** start Supplied entries **

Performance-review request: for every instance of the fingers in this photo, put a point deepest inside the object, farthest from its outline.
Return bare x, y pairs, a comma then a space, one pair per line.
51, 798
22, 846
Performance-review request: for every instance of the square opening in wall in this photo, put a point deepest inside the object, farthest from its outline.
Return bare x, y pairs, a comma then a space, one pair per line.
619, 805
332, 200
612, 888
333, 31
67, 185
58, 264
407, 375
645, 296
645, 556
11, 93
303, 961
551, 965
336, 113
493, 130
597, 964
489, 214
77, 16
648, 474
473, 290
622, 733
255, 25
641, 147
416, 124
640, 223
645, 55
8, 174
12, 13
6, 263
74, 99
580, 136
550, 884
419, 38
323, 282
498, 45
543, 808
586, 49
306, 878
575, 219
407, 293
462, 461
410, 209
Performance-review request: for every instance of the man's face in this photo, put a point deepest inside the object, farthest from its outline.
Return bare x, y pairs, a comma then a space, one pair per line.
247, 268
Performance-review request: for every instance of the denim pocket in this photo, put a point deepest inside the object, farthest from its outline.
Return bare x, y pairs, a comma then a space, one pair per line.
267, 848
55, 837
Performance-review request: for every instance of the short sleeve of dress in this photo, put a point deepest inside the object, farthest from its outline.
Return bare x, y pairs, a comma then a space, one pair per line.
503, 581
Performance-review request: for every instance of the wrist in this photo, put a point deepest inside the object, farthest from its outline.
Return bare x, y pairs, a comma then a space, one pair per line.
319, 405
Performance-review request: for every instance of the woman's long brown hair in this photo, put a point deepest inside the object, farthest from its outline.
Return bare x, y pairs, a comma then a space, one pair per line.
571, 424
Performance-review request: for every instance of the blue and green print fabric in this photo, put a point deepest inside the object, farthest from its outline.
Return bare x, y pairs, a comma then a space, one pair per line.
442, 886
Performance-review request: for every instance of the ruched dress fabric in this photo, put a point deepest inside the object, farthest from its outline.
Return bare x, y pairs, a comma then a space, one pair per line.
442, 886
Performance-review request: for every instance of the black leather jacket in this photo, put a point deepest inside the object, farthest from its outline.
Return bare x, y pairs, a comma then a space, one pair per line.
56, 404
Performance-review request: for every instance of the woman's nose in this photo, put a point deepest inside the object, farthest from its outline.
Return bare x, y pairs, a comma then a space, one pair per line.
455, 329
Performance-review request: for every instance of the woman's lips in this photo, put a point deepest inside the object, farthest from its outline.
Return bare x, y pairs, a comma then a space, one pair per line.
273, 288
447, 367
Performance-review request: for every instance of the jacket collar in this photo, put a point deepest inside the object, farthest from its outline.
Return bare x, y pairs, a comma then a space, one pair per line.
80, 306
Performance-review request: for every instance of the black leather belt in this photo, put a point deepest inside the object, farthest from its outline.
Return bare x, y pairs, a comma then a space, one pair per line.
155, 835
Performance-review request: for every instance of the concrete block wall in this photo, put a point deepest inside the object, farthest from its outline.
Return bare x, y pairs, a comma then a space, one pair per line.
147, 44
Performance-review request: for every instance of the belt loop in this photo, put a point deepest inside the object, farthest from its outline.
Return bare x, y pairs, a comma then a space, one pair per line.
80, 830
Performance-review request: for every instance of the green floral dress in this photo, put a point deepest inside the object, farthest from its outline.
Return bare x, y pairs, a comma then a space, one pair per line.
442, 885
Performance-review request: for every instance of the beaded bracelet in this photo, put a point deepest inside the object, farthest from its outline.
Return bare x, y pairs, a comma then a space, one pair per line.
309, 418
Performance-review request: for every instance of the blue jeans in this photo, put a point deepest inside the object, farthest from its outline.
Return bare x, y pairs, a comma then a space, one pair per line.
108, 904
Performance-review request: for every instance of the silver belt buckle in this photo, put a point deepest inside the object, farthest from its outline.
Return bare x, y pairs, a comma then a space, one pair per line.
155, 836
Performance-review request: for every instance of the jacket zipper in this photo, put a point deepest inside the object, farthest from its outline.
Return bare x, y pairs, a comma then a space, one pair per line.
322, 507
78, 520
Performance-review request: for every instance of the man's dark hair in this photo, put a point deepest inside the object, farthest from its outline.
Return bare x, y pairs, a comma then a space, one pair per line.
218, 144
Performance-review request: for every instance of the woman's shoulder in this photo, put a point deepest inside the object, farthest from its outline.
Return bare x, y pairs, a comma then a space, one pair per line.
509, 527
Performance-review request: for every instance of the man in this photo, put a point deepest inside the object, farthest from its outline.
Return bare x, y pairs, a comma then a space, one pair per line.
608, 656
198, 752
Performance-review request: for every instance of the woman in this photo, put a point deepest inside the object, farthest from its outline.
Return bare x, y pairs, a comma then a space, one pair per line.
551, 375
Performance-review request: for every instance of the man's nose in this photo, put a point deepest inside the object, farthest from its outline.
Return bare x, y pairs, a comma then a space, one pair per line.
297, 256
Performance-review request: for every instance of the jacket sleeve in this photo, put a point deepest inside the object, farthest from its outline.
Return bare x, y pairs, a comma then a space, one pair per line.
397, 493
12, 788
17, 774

** end Supplied entries **
** start Supplied entries **

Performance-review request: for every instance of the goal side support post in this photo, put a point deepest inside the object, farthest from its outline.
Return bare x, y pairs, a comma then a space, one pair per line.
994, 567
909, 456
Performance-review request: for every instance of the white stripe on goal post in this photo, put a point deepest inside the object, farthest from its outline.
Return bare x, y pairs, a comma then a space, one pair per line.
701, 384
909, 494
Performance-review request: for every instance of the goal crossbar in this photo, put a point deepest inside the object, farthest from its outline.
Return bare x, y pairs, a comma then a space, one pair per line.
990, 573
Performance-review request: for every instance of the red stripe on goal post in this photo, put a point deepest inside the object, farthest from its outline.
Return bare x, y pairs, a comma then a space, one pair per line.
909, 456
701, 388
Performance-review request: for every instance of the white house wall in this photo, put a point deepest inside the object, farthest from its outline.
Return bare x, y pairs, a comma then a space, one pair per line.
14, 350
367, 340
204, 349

** end Supplied entries **

§ **Aim**
Pull out every line of the entries above that contains the word "white".

§ **Solution**
Performance-review request: for every instance of the white stripe on goal post in this photo, put a point deepest inside the object, farthest from its outline.
Performance-review request: for every instance of the white house wall in this photo, put a point deepest inside the object, farthest from its outline.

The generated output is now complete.